EXERCISE: In the records below, take the part that runs from the line containing "Pick out the dirt" through the end of the records and rewrite only those lines as a numbered list, skipping any blank lines.
^^^^^^^^^^^^^^^^
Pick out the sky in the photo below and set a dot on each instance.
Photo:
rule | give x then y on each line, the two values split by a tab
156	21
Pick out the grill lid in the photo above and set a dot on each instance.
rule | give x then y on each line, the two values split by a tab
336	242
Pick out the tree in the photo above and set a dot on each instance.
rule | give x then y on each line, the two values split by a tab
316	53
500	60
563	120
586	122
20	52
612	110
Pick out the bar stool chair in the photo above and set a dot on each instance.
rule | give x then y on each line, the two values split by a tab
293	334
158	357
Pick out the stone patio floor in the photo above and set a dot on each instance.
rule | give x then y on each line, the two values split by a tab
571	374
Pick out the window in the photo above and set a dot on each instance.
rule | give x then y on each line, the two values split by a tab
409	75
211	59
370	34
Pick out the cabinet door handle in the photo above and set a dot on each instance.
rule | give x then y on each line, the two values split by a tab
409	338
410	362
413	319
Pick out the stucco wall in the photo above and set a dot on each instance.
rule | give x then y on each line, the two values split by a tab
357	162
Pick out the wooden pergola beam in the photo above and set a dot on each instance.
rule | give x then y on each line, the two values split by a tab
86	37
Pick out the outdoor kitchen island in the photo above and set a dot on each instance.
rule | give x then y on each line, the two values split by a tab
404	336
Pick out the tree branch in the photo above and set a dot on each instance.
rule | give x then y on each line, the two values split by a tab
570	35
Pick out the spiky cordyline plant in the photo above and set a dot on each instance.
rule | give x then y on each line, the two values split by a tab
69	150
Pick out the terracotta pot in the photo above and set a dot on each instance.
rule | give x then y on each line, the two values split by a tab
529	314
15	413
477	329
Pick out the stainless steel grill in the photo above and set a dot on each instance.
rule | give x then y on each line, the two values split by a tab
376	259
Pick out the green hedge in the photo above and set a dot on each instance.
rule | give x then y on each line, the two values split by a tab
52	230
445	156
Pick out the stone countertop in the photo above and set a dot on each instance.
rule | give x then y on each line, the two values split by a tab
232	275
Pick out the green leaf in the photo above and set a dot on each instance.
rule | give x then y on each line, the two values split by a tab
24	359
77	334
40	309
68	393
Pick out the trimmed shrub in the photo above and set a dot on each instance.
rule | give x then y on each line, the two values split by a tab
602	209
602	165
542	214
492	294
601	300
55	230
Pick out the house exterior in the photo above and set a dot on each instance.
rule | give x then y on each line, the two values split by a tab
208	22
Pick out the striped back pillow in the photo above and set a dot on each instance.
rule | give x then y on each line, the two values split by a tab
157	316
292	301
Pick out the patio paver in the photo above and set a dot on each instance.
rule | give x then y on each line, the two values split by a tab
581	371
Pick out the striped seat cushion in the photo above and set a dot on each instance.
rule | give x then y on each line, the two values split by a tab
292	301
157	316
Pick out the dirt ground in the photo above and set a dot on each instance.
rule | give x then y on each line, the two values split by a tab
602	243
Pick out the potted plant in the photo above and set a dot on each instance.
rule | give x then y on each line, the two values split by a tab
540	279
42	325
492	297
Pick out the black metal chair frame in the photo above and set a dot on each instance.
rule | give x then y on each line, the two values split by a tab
^^^^^^^^^^^^^^^^
RESPONSE TO THIS TASK:
1. Pick out the dirt ground in the photo above and set a dot on each instance.
2. rule | give x then y on each line, the two values split by a tab
3. 602	243
4. Pick out the potted plant in the photo above and set a dot on each instance.
5. rule | give x then y on each line, the two values split by a tab
6. 540	279
7. 42	325
8. 492	297
9. Pick out the black metal chair frame in the photo above and set a dot on each instance.
10. rule | give x then y on each line, the two values split by a tab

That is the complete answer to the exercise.